EXERCISE BRIEF:
Copy out every line of the data below word for word, keeping each line in its original order.

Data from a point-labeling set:

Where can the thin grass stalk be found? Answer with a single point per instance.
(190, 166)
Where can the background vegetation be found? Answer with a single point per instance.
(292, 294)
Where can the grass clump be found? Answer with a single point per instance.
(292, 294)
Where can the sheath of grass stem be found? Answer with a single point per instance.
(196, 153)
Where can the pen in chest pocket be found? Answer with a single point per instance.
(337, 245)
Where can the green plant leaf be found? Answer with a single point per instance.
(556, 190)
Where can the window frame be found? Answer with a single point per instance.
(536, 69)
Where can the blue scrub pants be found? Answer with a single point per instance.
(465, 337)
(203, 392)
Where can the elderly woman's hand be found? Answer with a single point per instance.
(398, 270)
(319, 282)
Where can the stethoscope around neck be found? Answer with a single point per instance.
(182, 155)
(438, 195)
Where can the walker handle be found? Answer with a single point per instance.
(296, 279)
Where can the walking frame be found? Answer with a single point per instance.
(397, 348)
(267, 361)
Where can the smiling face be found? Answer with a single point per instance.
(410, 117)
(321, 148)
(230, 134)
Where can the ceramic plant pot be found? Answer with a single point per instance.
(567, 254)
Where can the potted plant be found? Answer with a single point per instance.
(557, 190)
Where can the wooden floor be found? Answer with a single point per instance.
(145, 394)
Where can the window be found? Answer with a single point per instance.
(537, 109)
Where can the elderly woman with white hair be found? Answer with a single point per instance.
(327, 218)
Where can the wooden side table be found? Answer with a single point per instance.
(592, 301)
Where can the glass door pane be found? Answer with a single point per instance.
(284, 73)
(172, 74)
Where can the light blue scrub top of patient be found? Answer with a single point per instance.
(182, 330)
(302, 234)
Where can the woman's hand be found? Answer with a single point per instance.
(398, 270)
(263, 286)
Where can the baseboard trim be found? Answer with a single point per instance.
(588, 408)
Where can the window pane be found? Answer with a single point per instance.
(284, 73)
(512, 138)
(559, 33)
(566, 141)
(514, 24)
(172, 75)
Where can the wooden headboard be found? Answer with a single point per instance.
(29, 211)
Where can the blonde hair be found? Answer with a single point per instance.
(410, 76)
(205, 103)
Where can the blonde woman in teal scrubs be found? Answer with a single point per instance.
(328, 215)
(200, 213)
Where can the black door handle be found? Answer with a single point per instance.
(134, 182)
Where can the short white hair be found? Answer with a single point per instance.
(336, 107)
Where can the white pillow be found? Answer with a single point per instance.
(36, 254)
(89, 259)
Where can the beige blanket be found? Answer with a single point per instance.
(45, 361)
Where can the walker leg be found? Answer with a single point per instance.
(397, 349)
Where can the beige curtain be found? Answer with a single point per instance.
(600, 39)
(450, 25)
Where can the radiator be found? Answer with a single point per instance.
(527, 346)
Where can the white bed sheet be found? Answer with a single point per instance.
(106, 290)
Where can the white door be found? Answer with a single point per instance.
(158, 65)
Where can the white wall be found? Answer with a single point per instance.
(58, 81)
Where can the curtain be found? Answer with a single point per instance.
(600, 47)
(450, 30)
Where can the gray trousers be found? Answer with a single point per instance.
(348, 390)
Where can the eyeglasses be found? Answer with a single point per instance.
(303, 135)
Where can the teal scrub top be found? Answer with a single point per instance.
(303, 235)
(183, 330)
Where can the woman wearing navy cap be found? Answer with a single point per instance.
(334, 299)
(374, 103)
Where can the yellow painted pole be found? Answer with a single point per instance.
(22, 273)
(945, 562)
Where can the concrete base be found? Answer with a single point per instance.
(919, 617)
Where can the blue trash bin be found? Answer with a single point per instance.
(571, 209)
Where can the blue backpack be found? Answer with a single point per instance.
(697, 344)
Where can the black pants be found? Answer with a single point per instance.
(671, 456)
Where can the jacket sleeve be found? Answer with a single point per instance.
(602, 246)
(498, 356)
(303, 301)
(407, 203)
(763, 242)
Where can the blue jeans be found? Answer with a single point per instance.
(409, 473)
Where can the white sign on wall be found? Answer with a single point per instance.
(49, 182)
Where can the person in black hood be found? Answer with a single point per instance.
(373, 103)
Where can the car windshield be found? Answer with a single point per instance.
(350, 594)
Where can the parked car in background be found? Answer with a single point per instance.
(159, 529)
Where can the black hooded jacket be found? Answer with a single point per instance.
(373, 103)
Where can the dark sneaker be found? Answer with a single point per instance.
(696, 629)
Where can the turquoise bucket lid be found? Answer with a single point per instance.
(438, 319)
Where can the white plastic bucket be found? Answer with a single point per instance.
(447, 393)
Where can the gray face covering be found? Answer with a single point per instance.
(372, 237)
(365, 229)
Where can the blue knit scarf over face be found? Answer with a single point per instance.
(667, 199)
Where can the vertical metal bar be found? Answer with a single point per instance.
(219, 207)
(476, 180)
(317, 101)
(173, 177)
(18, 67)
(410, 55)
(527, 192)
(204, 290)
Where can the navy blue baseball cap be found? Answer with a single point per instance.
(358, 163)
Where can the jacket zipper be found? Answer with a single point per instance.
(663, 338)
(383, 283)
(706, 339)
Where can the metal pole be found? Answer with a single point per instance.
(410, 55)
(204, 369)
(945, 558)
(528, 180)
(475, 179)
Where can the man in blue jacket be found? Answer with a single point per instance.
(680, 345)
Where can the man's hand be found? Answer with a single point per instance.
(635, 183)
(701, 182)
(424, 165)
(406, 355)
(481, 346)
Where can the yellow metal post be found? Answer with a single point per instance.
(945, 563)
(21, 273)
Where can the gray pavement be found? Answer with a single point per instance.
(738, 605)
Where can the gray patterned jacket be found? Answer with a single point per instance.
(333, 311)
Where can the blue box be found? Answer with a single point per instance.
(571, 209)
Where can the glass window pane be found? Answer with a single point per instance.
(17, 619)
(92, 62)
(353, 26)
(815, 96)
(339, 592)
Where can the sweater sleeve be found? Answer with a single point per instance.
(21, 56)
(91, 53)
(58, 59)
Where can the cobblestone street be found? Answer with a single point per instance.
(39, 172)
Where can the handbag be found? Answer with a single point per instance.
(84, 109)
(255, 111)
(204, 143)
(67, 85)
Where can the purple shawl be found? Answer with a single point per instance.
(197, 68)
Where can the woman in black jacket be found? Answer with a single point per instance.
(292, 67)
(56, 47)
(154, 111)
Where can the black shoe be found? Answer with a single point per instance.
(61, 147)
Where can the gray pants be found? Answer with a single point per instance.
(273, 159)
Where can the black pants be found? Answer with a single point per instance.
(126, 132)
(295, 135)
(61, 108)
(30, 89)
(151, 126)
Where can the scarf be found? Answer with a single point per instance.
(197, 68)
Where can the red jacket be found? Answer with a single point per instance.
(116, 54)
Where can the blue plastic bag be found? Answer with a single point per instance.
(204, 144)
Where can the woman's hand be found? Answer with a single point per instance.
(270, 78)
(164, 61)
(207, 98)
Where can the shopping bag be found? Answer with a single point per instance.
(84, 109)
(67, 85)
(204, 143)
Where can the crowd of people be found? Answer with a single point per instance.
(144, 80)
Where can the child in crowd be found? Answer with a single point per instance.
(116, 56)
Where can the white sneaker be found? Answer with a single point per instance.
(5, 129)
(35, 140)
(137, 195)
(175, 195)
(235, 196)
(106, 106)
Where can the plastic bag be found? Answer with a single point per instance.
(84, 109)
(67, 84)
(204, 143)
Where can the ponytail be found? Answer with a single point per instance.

OUTPUT OF THE TASK:
Where can the thin grass stalk be found? Answer with a single point per instance.
(190, 166)
Where can the background vegetation be found? Answer with a single point per instance.
(292, 294)
Where can the grass clump be found? Answer with a single point per instance.
(292, 294)
Where can the sheath of grass stem be found? Answer with a single point per instance.
(196, 153)
Where can the pen in chest pocket be found? Answer with a single point per instance.
(337, 245)
Where can the green plant leaf be found? Answer with a single point per instance.
(556, 190)
Where can the window frame be found? Answer with a single point per instance.
(536, 69)
Where can the blue scrub pants be found? Answer with a single point per instance.
(465, 337)
(203, 392)
Where can the elderly woman's hand be found? Answer with a single point per instance.
(398, 270)
(319, 282)
Where can the stethoscope around neck be found? Answer with a single point per instance.
(182, 155)
(438, 195)
Where can the walker handle be found? Answer with a single point per instance.
(296, 279)
Where can the walking frame be found? Answer with a single point per instance.
(397, 348)
(267, 361)
Where can the smiling face be found? Answer with a single point per instance.
(410, 117)
(321, 148)
(230, 134)
Where can the ceramic plant pot be found? Answer with a single point per instance.
(567, 254)
Where can the potted plant be found? Answer with a single point per instance.
(557, 190)
Where can the wooden floor be found? Answer with a single point per instance.
(145, 394)
Where can the window be found? Answer with a single point per instance.
(537, 109)
Where can the elderly woman with white hair be found? Answer with a single point per instance.
(327, 218)
Where can the wooden side table be found? Answer with a single point per instance.
(592, 301)
Where can the glass door pane be found? Answer with a single point per instance.
(284, 73)
(172, 74)
Where can the light blue scrub top of patient be found? Answer with a single point per instance.
(182, 330)
(302, 234)
Where can the woman's hand be found? Answer with a single point per instance.
(398, 270)
(263, 286)
Where can the baseboard trim be found? Answer with a single point per instance.
(588, 408)
Where can the window pane be found? Answer with a single point per instance.
(284, 73)
(512, 138)
(559, 33)
(566, 141)
(514, 24)
(172, 75)
Where can the wooden headboard be found? Answer with a single point per instance.
(29, 211)
Where can the blonde hair be found? Answer with a single point per instance.
(410, 76)
(205, 103)
Where can the blonde woman in teal scrubs be found? Answer with a single point per instance.
(328, 215)
(200, 213)
Where can the black door handle be found? Answer with a single point per instance.
(134, 182)
Where can the short white hair be found? Answer with a single point per instance.
(336, 107)
Where can the white pillow be found? Answer with a single point per instance.
(36, 254)
(89, 259)
Where can the beige blanket be found? Answer with a single point per instance.
(45, 361)
Where can the walker leg be found? Answer with a single point per instance.
(397, 349)
Where can the beige curtain be found? Answer with a single point per instance.
(600, 39)
(450, 25)
Where can the radiator be found? Answer with a single point per instance.
(527, 346)
Where can the white bed sheet be found? Answer with a single point per instance.
(106, 290)
Where can the white door be found? Answer with a single point per instance.
(158, 65)
Where can the white wall be found? Answer with a single point per instance.
(58, 81)
Where can the curtain be found? Answer with a single point per instance.
(600, 47)
(450, 30)
Where can the gray trousers be found? Answer with a single point per instance.
(348, 390)
Where can the eyeglasses be found? Answer with a single point per instance.
(303, 135)
Where can the teal scrub top be found? Answer with a single point per instance.
(303, 235)
(183, 330)
Where can the woman wearing navy cap be found? Answer with a single point per instance.
(334, 299)
(374, 103)
Where can the yellow painted pole be found? Answer with a single point per instance.
(22, 273)
(945, 562)
Where can the concrete base be found? Answer with a single point per instance.
(919, 617)
Where can the blue trash bin be found? Answer with a single point per instance.
(571, 209)
Where can the blue backpack be found? Answer with a single point per instance.
(697, 344)
Where can the black pants be found? Answer with a single point per instance.
(671, 456)
Where can the jacket sleeve be found? Answer with a single point per instance.
(602, 246)
(498, 356)
(303, 301)
(407, 203)
(763, 242)
Where can the blue jeans be found? Answer with a single point per instance.
(409, 473)
Where can the white sign on wall be found? Answer with a single point per instance.
(49, 182)
Where can the person in black hood be found? Answer with a single point per instance.
(373, 103)
Where can the car windshield be found? Answer with a single point per instance.
(350, 594)
Where can the parked car in background be found? Answer with a single point per instance.
(159, 529)
Where can the black hooded jacket be found? Answer with a single point per instance.
(373, 103)
Where can the dark sneaker be found? Answer with a single point per instance.
(696, 629)
Where can the turquoise bucket lid be found? Answer with a single point per instance.
(438, 319)
Where can the white plastic bucket be found? Answer with a single point per instance.
(447, 393)
Where can the gray face covering be found? Answer with a single point per instance.
(372, 237)
(365, 229)
Where can the blue knit scarf over face be found? Answer with a single point per instance.
(667, 199)
Where can the vertical metal bar be found? Answer with a single point per instance.
(219, 207)
(476, 180)
(317, 101)
(173, 177)
(18, 67)
(410, 55)
(527, 192)
(204, 290)
Where can the navy blue baseball cap be found? Answer with a single point per instance.
(358, 163)
Where can the jacket zipper be found? Answer with a single point per instance.
(663, 338)
(383, 283)
(706, 339)
Where can the metal pole be found? Answer with a single point per instance.
(410, 55)
(204, 369)
(945, 558)
(528, 180)
(475, 179)
Where can the man in blue jacket be found? Answer with a single point per instance.
(680, 345)
Where can the man's hand be found? Answer with a single point per instance.
(635, 183)
(701, 182)
(424, 165)
(406, 355)
(481, 346)
Where can the yellow metal post be found? Answer with a single point per instance.
(945, 563)
(21, 273)
Where can the gray pavement be found? Answer with a single point per instance.
(738, 605)
Where can the gray patterned jacket be found? Answer with a single point per instance.
(333, 311)
Where can the blue box be found? Answer with a single point per instance.
(571, 209)
Where can the glass window pane be found? Answer with a single point per instance.
(17, 619)
(92, 62)
(353, 26)
(815, 96)
(339, 592)
Where can the sweater sleeve be found? Answer with a single point per instance.
(21, 56)
(91, 53)
(58, 59)
Where can the cobblestone street be found? Answer with a single point per instance.
(39, 172)
Where can the handbag be found? Answer with a single point per instance.
(84, 109)
(255, 111)
(204, 143)
(67, 85)
Where can the purple shawl be found? Answer with a single point per instance.
(197, 68)
Where can the woman in black jacket be found? Answer with a single point per instance.
(292, 67)
(56, 47)
(154, 111)
Where can the black shoe be found? Answer with a single point per instance.
(61, 147)
Where can the gray pants be found? Answer with a single point per instance.
(273, 159)
Where can the black pants be found? Answer with a single point per instance.
(126, 132)
(295, 135)
(61, 108)
(30, 89)
(151, 126)
Where can the scarf be found? Answer with a single point per instance.
(197, 68)
Where can the red jacket be found? Answer with a single point per instance.
(116, 54)
Where can the blue plastic bag be found? Answer with a single point per instance.
(204, 144)
Where can the woman's hand be found? Answer with a single point per instance.
(270, 78)
(164, 61)
(207, 98)
Where can the shopping bag be found? Answer with a single point per instance.
(84, 109)
(67, 85)
(204, 143)
Where can the crowd of people be found? Answer with a single point per instance.
(144, 80)
Where can the child in crowd be found? Answer with a single point per instance.
(116, 56)
Where can the white sneaker be found? Answer with a single point per instance.
(5, 129)
(35, 140)
(137, 195)
(175, 195)
(235, 196)
(106, 106)
Where can the plastic bag be found? Answer with a single point per instance.
(84, 109)
(67, 84)
(204, 143)
Where can the ponytail be found? Answer with a single point per instance.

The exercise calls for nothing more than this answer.